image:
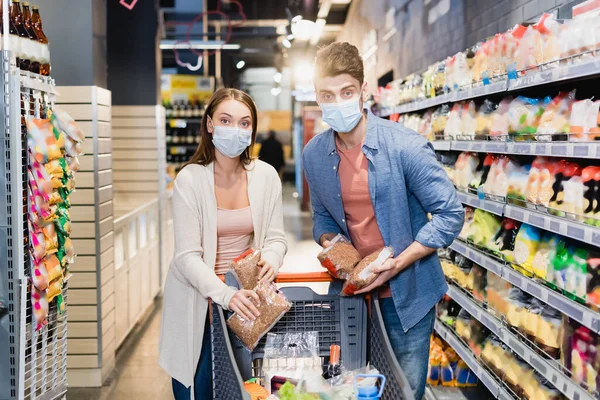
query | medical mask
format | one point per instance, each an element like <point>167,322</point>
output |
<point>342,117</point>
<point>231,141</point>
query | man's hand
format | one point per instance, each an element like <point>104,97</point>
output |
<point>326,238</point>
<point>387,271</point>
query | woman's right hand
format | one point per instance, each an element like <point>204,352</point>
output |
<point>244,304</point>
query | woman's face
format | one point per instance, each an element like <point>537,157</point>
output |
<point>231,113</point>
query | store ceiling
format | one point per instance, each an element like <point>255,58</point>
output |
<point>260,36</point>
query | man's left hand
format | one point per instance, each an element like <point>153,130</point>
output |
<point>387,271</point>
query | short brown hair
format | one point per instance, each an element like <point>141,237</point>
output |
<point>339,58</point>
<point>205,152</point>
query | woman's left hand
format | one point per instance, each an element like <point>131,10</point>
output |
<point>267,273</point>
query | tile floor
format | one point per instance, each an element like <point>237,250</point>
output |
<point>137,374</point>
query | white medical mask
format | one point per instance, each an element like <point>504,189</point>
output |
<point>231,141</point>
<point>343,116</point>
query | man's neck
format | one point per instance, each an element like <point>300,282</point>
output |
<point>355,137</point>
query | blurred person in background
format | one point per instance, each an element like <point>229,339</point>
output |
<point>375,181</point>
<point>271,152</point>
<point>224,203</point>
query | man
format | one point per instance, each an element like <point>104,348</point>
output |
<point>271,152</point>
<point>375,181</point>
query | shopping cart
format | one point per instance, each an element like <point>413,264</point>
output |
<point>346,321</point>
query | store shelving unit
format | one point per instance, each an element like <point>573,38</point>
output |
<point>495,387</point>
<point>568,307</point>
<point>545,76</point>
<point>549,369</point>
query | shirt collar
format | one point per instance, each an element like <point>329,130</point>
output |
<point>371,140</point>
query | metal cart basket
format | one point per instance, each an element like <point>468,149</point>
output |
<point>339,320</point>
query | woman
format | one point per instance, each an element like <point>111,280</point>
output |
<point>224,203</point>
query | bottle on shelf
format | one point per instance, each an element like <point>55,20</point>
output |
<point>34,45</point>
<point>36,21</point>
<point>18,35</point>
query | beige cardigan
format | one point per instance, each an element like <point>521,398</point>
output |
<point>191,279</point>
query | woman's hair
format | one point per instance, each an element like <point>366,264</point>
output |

* WORK INSTRUCTION
Without copying any picture, write out the entries exactly.

* SOLVED PROBLEM
image:
query | medical mask
format | one point per instance, each an element like <point>167,322</point>
output |
<point>342,117</point>
<point>231,141</point>
query | man's hand
format | one point per instance, each an element like <point>104,97</point>
output |
<point>326,238</point>
<point>387,271</point>
query | woman's right hand
format | one point per instance, each an element like <point>204,352</point>
output |
<point>244,304</point>
query | woman's face
format | one point per instance, each an element like <point>537,157</point>
output |
<point>231,113</point>
query | store ceiling
format | one point per instance, each an element like <point>255,58</point>
output |
<point>260,36</point>
query | man's left hand
format | one point per instance, each an element like <point>153,130</point>
output |
<point>387,271</point>
query | short brown hair
format | one point per instance, each an element like <point>141,237</point>
output |
<point>339,58</point>
<point>205,152</point>
query | woman's left hand
format | one point per instance, each an element like <point>131,10</point>
output |
<point>267,273</point>
query | tile floor
format | one point per instance, each an element like <point>237,250</point>
output |
<point>137,374</point>
query | white medical mask
format | one point per instance, each an element like <point>504,189</point>
output |
<point>231,141</point>
<point>343,116</point>
query | man's neck
format | one point per instance, each an element like <point>300,282</point>
output |
<point>355,137</point>
query | blurred person in background
format | one point per instance, each an element like <point>229,339</point>
output |
<point>375,181</point>
<point>271,152</point>
<point>224,203</point>
query | man
format | one point per instance, each an element like <point>104,348</point>
output |
<point>271,152</point>
<point>375,181</point>
query | shopping cart
format | one point per instance, each an element like <point>413,264</point>
output |
<point>346,321</point>
query | store shelving unit
format | one point per instance, each an element like <point>573,38</point>
output |
<point>495,387</point>
<point>568,307</point>
<point>545,76</point>
<point>549,369</point>
query | shirt collar
format | one point per instance, each an element like <point>329,130</point>
output |
<point>371,140</point>
query | metal cart basket
format | one point per instance, each an element like <point>468,149</point>
output |
<point>339,320</point>
query | woman
format | one point per instance, each an element like <point>111,280</point>
output |
<point>224,203</point>
query | bottle on shelf
format | one point per instance, each an element like <point>55,20</point>
output |
<point>34,45</point>
<point>36,21</point>
<point>18,35</point>
query | beige cardigan
format | one point per instance, each an element like <point>521,398</point>
output |
<point>191,279</point>
query | woman's hair
format | one point per instance, each an element like <point>366,264</point>
output |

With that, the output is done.